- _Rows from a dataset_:
··········

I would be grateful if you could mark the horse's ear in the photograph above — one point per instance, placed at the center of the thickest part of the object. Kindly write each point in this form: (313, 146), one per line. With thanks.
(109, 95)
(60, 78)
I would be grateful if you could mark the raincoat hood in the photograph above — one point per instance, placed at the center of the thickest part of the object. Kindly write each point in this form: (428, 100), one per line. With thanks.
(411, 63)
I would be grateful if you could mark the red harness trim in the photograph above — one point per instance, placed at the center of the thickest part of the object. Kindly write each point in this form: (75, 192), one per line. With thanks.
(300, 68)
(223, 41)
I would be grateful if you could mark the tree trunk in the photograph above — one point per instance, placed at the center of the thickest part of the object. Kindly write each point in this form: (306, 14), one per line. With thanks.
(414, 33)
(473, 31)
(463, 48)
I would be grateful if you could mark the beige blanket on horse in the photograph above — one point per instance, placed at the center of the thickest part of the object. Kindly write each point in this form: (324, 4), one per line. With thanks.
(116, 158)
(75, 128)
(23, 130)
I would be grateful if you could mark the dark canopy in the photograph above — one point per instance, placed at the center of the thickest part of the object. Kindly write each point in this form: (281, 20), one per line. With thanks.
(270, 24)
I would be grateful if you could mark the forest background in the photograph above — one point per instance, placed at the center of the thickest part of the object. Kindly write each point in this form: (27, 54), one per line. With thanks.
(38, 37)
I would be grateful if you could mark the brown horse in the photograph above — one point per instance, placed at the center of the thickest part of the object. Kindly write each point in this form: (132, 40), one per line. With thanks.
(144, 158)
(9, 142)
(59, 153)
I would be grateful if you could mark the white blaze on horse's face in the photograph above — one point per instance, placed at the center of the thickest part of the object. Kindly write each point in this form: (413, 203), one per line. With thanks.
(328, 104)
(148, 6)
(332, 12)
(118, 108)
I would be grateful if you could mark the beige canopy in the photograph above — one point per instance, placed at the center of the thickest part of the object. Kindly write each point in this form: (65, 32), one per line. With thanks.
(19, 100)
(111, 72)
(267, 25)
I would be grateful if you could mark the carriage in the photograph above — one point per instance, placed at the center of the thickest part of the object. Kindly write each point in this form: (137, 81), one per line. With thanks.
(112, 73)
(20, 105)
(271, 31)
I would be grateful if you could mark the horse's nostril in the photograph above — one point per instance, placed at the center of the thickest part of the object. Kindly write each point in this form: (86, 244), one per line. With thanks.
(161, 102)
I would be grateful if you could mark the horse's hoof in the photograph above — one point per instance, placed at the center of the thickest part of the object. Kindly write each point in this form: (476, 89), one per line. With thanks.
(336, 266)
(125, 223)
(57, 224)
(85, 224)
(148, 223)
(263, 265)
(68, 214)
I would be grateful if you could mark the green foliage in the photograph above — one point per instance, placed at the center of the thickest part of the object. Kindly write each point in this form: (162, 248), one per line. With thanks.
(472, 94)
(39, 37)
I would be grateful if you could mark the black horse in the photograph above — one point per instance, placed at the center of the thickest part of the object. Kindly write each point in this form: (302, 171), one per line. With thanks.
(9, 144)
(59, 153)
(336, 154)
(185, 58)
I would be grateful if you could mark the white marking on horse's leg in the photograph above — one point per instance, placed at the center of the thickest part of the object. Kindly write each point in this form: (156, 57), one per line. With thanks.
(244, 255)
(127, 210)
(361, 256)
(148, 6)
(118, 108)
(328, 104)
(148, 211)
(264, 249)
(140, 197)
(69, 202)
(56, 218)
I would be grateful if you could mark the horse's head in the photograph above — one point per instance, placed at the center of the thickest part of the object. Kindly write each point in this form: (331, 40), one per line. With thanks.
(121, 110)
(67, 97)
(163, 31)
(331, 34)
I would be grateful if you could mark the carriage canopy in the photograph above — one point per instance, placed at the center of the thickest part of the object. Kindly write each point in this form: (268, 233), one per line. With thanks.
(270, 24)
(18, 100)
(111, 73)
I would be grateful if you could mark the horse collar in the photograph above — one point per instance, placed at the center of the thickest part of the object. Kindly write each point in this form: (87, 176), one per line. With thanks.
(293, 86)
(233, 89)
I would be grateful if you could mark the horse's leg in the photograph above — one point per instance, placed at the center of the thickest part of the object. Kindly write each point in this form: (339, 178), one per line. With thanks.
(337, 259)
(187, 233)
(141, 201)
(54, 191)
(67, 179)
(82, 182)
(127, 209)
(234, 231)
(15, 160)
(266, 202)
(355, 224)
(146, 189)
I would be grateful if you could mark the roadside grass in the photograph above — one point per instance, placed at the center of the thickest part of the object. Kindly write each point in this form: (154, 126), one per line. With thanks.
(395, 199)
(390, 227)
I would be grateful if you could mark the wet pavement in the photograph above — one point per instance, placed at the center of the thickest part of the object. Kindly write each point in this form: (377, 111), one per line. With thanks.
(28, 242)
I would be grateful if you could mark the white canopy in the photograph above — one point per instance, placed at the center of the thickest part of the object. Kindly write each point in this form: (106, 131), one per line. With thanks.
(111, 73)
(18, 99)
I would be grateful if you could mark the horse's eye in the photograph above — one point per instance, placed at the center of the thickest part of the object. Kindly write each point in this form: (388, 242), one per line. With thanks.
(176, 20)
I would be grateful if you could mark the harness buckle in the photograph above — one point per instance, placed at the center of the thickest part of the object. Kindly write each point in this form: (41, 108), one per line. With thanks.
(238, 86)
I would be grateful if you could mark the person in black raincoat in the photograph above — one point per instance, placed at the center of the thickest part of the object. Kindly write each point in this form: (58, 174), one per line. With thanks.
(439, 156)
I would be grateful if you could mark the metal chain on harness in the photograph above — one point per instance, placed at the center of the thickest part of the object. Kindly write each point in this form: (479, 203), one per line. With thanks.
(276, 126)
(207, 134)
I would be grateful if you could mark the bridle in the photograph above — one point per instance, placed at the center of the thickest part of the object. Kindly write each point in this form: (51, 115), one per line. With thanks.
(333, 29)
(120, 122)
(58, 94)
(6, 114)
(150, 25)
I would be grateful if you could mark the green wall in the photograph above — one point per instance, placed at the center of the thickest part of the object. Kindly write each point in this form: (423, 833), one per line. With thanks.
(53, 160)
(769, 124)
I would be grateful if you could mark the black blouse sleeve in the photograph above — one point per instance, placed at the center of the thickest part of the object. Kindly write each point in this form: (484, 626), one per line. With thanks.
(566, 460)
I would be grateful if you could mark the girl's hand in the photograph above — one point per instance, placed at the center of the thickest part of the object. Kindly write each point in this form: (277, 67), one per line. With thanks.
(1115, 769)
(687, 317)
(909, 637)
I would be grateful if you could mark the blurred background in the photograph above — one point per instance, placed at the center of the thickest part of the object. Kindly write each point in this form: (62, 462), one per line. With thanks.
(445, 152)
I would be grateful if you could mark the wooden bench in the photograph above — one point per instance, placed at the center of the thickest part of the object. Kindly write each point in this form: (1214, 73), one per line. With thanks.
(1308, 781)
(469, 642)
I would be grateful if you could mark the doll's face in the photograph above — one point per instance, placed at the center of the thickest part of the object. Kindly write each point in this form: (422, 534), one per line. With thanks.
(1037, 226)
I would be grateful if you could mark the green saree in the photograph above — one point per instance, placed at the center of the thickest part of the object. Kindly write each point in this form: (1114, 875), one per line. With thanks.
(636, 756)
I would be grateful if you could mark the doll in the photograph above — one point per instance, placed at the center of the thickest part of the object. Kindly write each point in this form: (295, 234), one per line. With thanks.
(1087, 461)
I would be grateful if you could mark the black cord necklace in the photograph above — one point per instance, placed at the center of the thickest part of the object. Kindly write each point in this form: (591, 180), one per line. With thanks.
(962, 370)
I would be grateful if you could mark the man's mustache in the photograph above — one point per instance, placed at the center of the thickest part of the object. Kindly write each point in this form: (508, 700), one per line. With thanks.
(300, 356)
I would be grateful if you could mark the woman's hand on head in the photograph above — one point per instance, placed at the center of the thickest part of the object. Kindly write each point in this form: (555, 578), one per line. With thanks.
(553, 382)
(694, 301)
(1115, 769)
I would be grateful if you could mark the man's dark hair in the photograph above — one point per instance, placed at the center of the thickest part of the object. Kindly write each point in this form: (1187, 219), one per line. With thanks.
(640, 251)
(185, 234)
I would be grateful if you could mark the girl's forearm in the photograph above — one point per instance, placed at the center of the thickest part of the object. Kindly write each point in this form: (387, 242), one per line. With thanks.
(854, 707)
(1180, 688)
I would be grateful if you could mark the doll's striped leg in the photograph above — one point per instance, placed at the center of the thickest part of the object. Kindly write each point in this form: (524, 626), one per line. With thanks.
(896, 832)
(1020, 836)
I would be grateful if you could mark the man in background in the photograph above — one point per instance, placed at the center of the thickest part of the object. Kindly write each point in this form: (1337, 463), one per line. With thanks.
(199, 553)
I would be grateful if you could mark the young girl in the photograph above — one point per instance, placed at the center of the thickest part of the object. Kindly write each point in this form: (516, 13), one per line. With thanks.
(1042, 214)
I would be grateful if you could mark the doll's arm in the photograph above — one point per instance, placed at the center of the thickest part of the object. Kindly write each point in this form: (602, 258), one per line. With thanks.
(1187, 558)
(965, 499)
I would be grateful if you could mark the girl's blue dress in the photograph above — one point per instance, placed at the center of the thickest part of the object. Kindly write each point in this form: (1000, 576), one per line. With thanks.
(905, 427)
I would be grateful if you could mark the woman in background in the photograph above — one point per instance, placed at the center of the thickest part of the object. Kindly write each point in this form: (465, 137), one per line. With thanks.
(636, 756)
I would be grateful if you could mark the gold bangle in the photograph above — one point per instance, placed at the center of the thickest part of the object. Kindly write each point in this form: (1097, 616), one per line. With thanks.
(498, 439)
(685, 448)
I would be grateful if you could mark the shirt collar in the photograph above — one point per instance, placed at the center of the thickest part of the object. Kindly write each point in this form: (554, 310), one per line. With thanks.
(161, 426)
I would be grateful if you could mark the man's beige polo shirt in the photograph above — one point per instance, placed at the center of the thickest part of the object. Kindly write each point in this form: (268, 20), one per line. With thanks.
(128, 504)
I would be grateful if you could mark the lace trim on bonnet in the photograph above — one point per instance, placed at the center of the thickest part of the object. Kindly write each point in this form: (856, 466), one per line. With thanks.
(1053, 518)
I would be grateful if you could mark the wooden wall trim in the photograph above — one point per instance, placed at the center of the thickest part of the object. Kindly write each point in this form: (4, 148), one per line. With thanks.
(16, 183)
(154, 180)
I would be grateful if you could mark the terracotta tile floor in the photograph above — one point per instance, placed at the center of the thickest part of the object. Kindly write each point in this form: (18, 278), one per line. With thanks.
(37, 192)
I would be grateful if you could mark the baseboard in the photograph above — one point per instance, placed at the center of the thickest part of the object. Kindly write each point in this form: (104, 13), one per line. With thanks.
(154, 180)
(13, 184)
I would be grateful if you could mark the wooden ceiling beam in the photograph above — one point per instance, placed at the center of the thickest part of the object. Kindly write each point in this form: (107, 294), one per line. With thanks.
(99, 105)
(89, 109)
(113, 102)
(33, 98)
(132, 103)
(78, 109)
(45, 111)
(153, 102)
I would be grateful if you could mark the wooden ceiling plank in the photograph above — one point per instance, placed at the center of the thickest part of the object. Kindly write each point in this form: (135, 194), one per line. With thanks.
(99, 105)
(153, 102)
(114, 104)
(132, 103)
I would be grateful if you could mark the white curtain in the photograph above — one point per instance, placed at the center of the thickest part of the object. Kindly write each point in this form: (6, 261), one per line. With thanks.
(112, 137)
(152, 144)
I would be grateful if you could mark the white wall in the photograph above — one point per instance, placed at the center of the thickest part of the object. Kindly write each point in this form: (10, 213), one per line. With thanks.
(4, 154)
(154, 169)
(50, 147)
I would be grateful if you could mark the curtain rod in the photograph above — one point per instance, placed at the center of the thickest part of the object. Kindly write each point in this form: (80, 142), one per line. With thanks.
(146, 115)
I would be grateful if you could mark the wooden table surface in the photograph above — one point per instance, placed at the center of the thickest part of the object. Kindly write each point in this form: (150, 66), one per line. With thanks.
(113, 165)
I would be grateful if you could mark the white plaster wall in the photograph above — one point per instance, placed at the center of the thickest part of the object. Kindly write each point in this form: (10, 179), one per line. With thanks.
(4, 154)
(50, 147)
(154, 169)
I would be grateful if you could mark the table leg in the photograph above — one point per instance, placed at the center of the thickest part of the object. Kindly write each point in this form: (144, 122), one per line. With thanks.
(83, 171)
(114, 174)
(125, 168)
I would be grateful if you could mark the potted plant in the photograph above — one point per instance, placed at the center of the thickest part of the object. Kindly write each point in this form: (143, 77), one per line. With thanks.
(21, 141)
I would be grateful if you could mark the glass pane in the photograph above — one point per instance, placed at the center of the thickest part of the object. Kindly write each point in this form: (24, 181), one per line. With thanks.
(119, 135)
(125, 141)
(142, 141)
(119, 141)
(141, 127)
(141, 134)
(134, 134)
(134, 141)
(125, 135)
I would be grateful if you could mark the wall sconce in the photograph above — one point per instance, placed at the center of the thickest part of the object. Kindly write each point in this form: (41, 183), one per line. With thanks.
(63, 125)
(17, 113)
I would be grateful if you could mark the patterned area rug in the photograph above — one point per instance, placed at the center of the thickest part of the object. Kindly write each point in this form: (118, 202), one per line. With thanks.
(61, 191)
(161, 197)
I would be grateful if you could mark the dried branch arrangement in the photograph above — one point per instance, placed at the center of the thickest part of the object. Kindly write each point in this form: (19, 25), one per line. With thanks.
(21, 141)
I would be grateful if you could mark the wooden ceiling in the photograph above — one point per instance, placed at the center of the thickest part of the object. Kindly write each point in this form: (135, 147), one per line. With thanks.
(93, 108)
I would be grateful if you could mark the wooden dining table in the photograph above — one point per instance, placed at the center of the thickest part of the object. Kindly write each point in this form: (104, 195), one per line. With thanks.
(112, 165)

··········

- _SHORT PROBLEM_:
Reproduce the part of the material that opens with the line containing "I would be grateful if you could mark the man's mustache" and closes with the line containing "(1020, 836)", replacing "forearm" with "upper arm" and leaving all else unchanged.

- _FINAL ANSWER_:
I would be grateful if you could mark the man's mustache in the photograph above — one point per instance, placed at the center of the thickest part of the object. Kindly write each point in this form: (508, 700), one per line. With thanks.
(300, 356)
I would be grateful if you could mark the woman's hand on head in the photograph above — one point per instance, placed at the center of the thickest part of the object. Kindly write each point in this form: (555, 578), one per line. With thanks.
(553, 382)
(694, 301)
(1115, 769)
I would be grateful if you could mark the man's dark hair in the photograph above — one point per instance, placed at the center of the thickest part of the object. Kindly write each point in this form: (1187, 219), one per line. With thanks.
(640, 251)
(185, 234)
I would be grateful if you could mark the girl's upper arm in the photograph above — one point per instance, placed at the center of the thickest part of the object. Kindly write each point in this form: (387, 242), one per line. With thanks.
(854, 707)
(1180, 688)
I would be grateful if you could mark the doll's striped leg in the photograph above — one point per instance, placed at the center of the thickest part of the object. Kindly write each point in this form: (524, 626), one per line. With thanks.
(896, 832)
(1020, 836)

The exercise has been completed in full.